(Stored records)
-- Opening Marker --
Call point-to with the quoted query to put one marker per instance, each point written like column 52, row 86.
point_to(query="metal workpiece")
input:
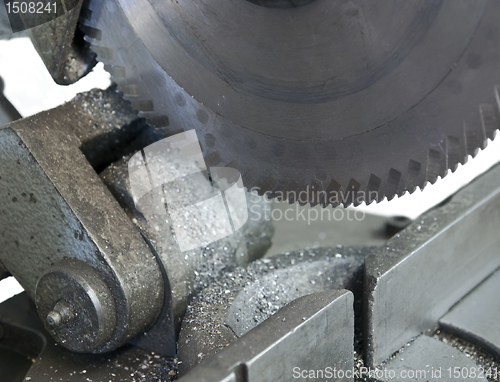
column 427, row 359
column 55, row 207
column 76, row 305
column 413, row 280
column 191, row 271
column 321, row 324
column 238, row 301
column 475, row 317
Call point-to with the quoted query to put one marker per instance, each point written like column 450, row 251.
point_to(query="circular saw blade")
column 333, row 102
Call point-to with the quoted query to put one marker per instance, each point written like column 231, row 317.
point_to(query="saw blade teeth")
column 433, row 165
column 350, row 194
column 455, row 153
column 413, row 177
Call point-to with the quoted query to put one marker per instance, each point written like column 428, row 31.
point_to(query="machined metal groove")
column 386, row 178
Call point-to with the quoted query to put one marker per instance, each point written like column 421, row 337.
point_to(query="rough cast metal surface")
column 45, row 361
column 475, row 318
column 191, row 271
column 427, row 359
column 362, row 100
column 241, row 299
column 76, row 306
column 321, row 324
column 55, row 206
column 422, row 272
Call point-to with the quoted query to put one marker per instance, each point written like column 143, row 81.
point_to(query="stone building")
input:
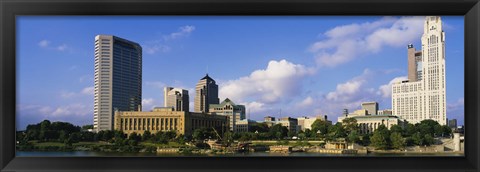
column 227, row 108
column 166, row 119
column 423, row 95
column 176, row 98
column 206, row 93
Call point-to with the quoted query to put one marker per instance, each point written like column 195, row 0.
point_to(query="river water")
column 253, row 154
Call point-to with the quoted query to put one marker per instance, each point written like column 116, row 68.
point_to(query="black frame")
column 10, row 8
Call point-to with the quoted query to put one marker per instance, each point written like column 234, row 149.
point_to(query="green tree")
column 320, row 125
column 398, row 142
column 381, row 138
column 397, row 129
column 353, row 137
column 417, row 139
column 134, row 136
column 379, row 141
column 146, row 136
column 278, row 131
column 428, row 140
column 336, row 131
column 290, row 134
column 410, row 130
column 350, row 125
column 227, row 138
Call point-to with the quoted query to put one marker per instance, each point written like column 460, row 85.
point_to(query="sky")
column 274, row 65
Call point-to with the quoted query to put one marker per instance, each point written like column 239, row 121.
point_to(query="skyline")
column 281, row 70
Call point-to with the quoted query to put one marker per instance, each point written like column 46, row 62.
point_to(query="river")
column 253, row 154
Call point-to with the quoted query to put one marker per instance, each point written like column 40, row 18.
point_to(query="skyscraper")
column 371, row 107
column 176, row 98
column 206, row 93
column 425, row 98
column 414, row 64
column 118, row 79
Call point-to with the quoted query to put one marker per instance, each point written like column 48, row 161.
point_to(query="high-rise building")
column 228, row 108
column 371, row 107
column 414, row 64
column 206, row 93
column 424, row 98
column 452, row 123
column 176, row 98
column 118, row 79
-- Closing Marker --
* Try it:
Return the lines above, from the one containing "48, row 161." to the end, exactly as they stand.

* Output:
Call point-to with the quoted query to put one marker per instance, each point written like column 48, row 161.
point_to(query="high-rise building")
column 228, row 108
column 371, row 107
column 414, row 64
column 206, row 93
column 424, row 98
column 452, row 123
column 176, row 98
column 118, row 79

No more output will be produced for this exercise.